Reading text:
== Segment start ==

The Ascendance of Markets
The asking of these questions makes clear just how much the context for public policy
has changed during the past two decades. Largely discarded is that sense of an all-embracing
public agenda capable of determining the missions of institutions and the distribution
of students and research support among those institutions. There is a diminished
sense that policy in itself can satisfy the public's appetite for high-quality educational
programs made available at low cost to consumers. Diminished as well is that commitment
to a broad social agenda that characterized public discourse in the 1960s, beginning
with civil rights and equal employment opportunity and culminating in local, state
and federal programs of affirmative action.
For 30 years now, public policy at both the state and federal levels has sought
to fulfill one overarching objective -- that of access to higher education. The strategy
for achieving this policy has been essentially that of institutional support, through
a combination of direct appropriation and student financial assistance. Yet as the
competition for public resources increases, the societal commitment that powered
that vision of broad access and choice has been subject to the same abridgment that
produced welfare reform and made balancing budgets a top priority. Where policy was
once the trigger for finance, finance has become increasingly the trigger for policy.
Within both institutions and legislatures, there is a growing sense of "getting
policy without making policy" -- allowing what was once a clear, guiding framework
for public initiative to be nibbled away by budgetary constraints. The shift from
grants to loans as the primary means of providing publicly funded student financial
aid occurred, not as the result of major policy change in Washington or the state
capitals, but through successive years of responding to budgetary limitations at
the margin, each of which transferred a little more of the cost burden to students
themselves. The evolution of a near-open market for federal research funds followed
a similar pattern; out of the daily need to balance priorities and resources, new
rules were adopted that led most of the nation's research universities to alter incentives
to faculty as well as change the ways in which they responded to federal initiatives.
What most often replaces public policy as a means of expressing public needs is
simply the cumulative action of higher education markets. They are markets powered
by the consumers of higher education's services, including students and their families
who seek a postsecondary education; by the federal government and others who contract
with institutions and their faculty for projects of sponsored research; and by the
fact of heightened global competition and employers' demand for workers trained in
the skills necessary to perform current tasks. The prevalence of market forces also
has been occasioned by the willingness of government to let the purchasing power
of public demand play more of a role in shaping public policy. Congress displayed
this willingness, for example, in allowing students, "voting with their feet,"

== Segment end ==

Supplied material:
== Segment start ==

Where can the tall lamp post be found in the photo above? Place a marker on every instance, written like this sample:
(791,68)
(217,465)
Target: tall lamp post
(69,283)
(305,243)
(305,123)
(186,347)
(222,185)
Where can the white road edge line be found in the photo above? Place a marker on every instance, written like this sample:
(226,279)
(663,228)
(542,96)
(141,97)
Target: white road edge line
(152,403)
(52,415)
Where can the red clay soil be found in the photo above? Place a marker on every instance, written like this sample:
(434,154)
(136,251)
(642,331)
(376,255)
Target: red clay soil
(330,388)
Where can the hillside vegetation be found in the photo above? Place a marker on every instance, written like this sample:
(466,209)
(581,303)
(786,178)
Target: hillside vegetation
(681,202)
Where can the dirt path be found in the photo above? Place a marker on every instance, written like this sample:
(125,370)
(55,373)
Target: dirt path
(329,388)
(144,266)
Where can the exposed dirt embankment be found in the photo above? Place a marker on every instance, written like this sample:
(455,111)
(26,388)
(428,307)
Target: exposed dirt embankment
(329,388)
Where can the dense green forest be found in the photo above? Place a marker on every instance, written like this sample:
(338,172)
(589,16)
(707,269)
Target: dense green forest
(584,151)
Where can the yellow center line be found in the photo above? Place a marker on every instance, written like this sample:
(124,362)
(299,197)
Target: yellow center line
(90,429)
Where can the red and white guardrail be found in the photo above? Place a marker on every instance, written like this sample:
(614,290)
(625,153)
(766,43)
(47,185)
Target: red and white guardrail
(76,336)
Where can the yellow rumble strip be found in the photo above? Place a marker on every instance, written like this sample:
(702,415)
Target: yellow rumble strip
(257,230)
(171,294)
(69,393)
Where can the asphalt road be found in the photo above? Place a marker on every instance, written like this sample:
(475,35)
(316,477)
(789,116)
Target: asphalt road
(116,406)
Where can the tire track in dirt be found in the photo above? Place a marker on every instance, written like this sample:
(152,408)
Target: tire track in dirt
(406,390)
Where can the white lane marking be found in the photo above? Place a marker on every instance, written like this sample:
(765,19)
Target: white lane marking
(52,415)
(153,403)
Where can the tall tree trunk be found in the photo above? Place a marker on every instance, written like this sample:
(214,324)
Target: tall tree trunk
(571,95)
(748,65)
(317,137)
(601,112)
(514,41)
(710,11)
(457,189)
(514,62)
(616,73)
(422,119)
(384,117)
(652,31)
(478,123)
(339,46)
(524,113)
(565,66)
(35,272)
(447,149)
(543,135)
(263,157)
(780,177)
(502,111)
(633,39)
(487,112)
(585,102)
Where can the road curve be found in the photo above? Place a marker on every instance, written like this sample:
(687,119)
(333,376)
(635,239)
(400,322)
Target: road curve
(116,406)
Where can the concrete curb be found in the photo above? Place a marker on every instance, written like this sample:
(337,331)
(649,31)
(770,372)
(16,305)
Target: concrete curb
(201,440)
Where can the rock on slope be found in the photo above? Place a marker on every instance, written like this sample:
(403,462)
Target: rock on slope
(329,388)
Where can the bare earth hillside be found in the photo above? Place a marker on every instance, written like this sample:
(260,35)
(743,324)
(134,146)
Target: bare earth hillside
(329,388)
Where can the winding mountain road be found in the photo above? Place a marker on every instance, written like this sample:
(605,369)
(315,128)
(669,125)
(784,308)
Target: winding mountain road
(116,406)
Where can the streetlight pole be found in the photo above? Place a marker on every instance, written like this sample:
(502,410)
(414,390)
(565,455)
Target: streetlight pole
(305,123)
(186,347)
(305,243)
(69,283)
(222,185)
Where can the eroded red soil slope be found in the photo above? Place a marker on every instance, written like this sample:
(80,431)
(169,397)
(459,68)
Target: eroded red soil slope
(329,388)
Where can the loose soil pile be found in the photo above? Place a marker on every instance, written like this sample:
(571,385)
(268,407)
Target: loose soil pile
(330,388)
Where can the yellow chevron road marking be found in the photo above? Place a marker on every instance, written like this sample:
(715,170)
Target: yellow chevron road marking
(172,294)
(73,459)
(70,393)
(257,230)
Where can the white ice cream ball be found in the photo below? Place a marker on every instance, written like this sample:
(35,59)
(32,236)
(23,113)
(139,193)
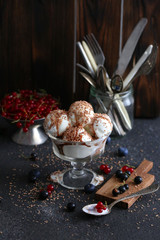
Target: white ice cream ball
(56,122)
(80,113)
(102,125)
(76,134)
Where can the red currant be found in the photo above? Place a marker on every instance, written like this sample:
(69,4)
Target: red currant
(107,170)
(25,129)
(19,124)
(131,169)
(49,192)
(99,210)
(102,167)
(50,187)
(124,168)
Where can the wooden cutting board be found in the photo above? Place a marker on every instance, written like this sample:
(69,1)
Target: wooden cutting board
(105,192)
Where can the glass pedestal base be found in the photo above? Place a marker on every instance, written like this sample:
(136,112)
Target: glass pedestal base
(68,180)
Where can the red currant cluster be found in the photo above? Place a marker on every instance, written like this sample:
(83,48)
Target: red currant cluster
(105,168)
(100,207)
(27,106)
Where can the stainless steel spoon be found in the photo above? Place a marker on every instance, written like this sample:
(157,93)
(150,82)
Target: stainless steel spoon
(90,209)
(88,78)
(84,69)
(145,68)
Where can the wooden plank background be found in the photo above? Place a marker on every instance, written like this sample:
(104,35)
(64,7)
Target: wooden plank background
(37,45)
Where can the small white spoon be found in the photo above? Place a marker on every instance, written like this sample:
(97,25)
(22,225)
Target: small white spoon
(90,209)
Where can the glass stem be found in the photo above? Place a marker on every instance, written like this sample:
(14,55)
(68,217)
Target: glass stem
(77,169)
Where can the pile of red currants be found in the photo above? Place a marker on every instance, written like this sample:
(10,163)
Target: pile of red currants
(26,106)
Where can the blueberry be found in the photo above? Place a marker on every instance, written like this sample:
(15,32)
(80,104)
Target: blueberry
(122,189)
(138,180)
(43,195)
(115,192)
(71,206)
(33,156)
(126,186)
(128,172)
(32,178)
(124,177)
(119,173)
(35,172)
(108,140)
(89,188)
(122,151)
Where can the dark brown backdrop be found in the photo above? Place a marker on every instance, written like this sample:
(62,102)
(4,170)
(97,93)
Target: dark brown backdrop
(37,45)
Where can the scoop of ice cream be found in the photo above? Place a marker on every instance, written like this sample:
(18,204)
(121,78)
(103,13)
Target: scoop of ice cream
(56,122)
(76,134)
(80,113)
(100,126)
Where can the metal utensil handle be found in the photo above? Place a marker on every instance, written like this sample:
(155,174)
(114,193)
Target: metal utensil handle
(150,189)
(87,62)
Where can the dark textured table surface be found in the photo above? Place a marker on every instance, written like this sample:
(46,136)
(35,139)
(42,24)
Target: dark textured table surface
(23,216)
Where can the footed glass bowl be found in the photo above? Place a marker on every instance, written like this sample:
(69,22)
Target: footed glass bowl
(78,154)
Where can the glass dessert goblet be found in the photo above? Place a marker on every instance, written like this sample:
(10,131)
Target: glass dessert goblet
(78,154)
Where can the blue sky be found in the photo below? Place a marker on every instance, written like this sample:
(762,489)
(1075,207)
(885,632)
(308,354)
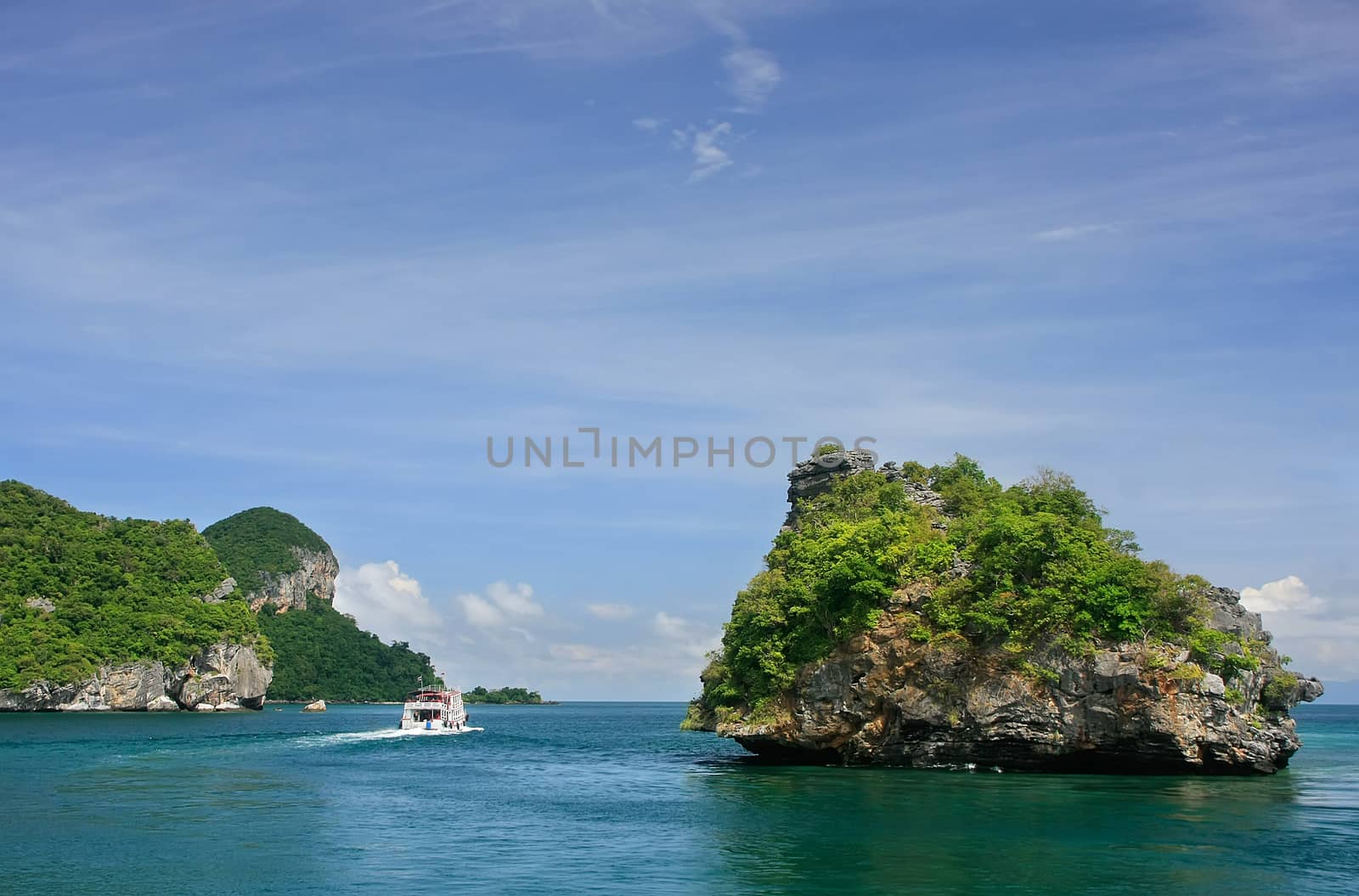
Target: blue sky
(314,255)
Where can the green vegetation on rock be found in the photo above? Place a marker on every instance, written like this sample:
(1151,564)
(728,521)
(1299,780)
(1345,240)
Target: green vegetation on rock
(324,654)
(78,590)
(502,695)
(260,540)
(1023,566)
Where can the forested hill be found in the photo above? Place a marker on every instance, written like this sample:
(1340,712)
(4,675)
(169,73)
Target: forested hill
(79,590)
(289,572)
(262,544)
(324,654)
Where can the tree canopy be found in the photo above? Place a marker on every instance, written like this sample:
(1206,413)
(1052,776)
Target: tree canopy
(1021,565)
(260,540)
(78,590)
(324,654)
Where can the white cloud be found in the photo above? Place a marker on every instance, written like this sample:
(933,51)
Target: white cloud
(609,611)
(1074,231)
(752,74)
(386,601)
(708,156)
(1286,595)
(503,606)
(691,638)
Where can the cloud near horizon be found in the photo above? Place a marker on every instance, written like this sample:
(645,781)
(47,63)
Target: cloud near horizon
(386,601)
(503,606)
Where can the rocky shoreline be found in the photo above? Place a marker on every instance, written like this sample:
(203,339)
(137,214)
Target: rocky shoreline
(897,695)
(222,678)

== Segment end ==

Problems and tasks:
1 - From the text on higher education policy, extract the passage starting at "The Ascendance of" and ending at "of affirmative action.".
2 - According to the text on higher education policy, what three things power higher education markets?
3 - Proceed with the text on higher education policy from the point where it stops.
The listing was taken from a different source than the text on higher education policy.

Task results:
1 -
The Ascendance of Markets
The asking of these questions makes clear just how much the context for public policy
has changed during the past two decades. Largely discarded is that sense of an all-embracing
public agenda capable of determining the missions of institutions and the distribution
of students and research support among those institutions. There is a diminished
sense that policy in itself can satisfy the public's appetite for high-quality educational
programs made available at low cost to consumers. Diminished as well is that commitment
to a broad social agenda that characterized public discourse in the 1960s, beginning
with civil rights and equal employment opportunity and culminating in local, state
and federal programs of affirmative action.

2 -
- Consumers of higher education's services, including students and their families who seek a postsecondary education
- The federal government and others who contract with institutions and their faculty for projects of sponsored research
- Heightened global competition and employers' demand for workers trained in the skills necessary to perform current tasks

3 -
to distribute federal dollars to institutions in the form of need-based portable
grants, without regard to the institution to be attended, the field to be studied,
or -- with minor exceptions -- the academic merit or performance of the student.
Today's markets for higher education have accorded new importance to educational
outcomes. Matching this push for accountability are the cumulative effects of a growing,
changing technological presence, which is altering the definition of institutions
and sending a message that acquiring a postsecondary education in a specific area
need not entail a lengthy or rigidly defined process.
It is equally important to note what the markets for postsecondary education are
not: They are neither free nor unregulated. Acquiring a higher education is not like
purchasing a new car, despite the proclivity of presidents of institutions to compare
the prices they charge to that of a Ford or a Chevy. Lest one forgets, these markets
owe their existence as well as their current shape to the substantial price subsidies
that federal, state and local governments provide in the form of direct appropriations,
student financial aid, local tax levies, and tax laws that allow individual deductions
for gifts to colleges and universities and that decline to tax the assets of those
institutions. One of the ironies and perplexities facing institutions and public
agencies is that the public expects both the range of choice that markets provide
and the subsidies that make the price of a public higher education less than the
cost of its provision.
Just how important this subsidy remains for consumers of both public and private
higher education was again driven home by an opinion survey conducted in February
1998 by Public Agenda in behalf of the National Center for Public Policy and Higher
Education. While a sound majority of respondents (77 percent) believes that students
appreciate the value of a college education only when they have some personal responsibility
for paying its costs, the survey results also make clear the expectation that government
should bear an equal or greater part of that burden. Seventy-five percent of the
survey's respondents, for example, believe that the state and federal governments
should more often give tax breaks to help students and their families pay for college.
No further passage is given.